TRAVAIL DEMANDÉ:
1 - Recopiez tel quel tout le passage de l'article sur les femmes battues qui va de « En effet, de » jusqu'à « coups et blessures. ».
2 - Relevez tous les actes de violence envers la femme énumérés dans la dernière phrase de l'article sur les femmes battues.

EXTRAIT DU TEXTE:
--
Femmes battues : Briser le mur du silence

Femmes battues : Briser le mur du silence

actualite1[11891].jpgElles sont des dizaines de centaines à souffrir en silence. Meurtries,dans leur chair et leur âme, elles finissent par s’adapter, bon gré, mal gré,à la maltraitance qu’elles subissent quotidiennement, avec le consentement de toute la famille. Silence, on bat, humilie, corrige le « sexe faible ». Leur tort, c’est d’être femme.

En effet, de nombreuses femmes paient, aujourd’hui, leur statut de femmes qui fait d’elles, dans bien des cas, des êtres vulnérables, bonnes à être tabassées. L’ère de l’esclavagisme est révolue depuis plusieurs siècles.

Mais le phénomène s’obstine à la ressusciter ! La violence contre les femmes, bien qu’elle reste un sujet tabou qui ne dépasse pas le cercle familial tend, ces dernières années, à dépasser les murs de la maison, pour faire tache d’huile, dans une société qui se cache derrière de faux signes de modernité et d’émancipation. Selon un récent rapport de la police algérienne, plus de 7.500 femmes ont subi diverses formes de violences, durant les seuls premiers dix mois de l’année 2010, à l’échelle nationale. Les actes de violence envers la femme vont du harcèlement sexuel, au viol, en passant, bien entendu, par des coups et blessures.
--
RELEVÉ DES ENREGISTREMENTS:
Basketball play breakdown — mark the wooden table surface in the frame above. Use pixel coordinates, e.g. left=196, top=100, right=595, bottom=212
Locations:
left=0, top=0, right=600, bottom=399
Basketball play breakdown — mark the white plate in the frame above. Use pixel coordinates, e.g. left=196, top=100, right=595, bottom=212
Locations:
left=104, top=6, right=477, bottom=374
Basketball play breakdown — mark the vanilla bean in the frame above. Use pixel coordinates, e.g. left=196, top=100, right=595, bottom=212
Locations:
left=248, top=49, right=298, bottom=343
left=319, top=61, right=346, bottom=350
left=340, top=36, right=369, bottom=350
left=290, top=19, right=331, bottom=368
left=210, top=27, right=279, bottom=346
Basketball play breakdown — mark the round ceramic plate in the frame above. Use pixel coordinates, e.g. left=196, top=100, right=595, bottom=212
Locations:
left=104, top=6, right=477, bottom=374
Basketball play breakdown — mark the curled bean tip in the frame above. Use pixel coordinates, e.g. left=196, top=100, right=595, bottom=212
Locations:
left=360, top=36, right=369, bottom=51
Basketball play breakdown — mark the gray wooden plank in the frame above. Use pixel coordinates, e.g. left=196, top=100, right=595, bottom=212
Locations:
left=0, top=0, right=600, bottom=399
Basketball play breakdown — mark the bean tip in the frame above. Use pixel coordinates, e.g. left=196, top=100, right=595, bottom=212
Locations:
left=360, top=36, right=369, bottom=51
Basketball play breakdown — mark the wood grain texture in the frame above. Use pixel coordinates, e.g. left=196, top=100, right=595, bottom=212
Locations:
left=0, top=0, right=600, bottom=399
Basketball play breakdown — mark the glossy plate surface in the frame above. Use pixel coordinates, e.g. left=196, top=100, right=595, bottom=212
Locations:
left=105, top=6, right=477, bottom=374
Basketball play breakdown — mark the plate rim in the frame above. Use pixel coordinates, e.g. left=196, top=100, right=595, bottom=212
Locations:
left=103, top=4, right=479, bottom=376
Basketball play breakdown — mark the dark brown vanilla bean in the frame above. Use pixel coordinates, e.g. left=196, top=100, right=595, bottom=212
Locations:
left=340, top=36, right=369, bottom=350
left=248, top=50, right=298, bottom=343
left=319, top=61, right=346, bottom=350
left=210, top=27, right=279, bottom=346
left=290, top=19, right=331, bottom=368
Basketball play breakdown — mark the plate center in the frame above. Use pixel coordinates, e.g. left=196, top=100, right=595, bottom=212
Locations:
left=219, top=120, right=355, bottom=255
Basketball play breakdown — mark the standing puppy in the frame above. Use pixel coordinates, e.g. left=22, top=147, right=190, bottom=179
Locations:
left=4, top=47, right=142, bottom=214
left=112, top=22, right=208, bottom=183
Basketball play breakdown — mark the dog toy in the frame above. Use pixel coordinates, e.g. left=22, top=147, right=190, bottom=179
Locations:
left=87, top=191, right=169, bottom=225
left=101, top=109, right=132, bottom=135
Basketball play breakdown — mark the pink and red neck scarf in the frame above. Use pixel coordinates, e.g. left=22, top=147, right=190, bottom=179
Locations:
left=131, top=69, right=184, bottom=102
--
CORRIGÉ CI-DESSOUS:
1 -
En effet, de nombreuses femmes paient, aujourd’hui, leur statut de femmes qui fait d’elles, dans bien des cas, des êtres vulnérables, bonnes à être tabassées. L’ère de l’esclavagisme est révolue depuis plusieurs siècles.

Mais le phénomène s’obstine à la ressusciter ! La violence contre les femmes, bien qu’elle reste un sujet tabou qui ne dépasse pas le cercle familial tend, ces dernières années, à dépasser les murs de la maison, pour faire tache d’huile, dans une société qui se cache derrière de faux signes de modernité et d’émancipation. Selon un récent rapport de la police algérienne, plus de 7.500 femmes ont subi diverses formes de violences, durant les seuls premiers dix mois de l’année 2010, à l’échelle nationale. Les actes de violence envers la femme vont du harcèlement sexuel, au viol, en passant, bien entendu, par des coups et blessures.

2 -
- le harcèlement sexuel
- le viol
- les coups et blessures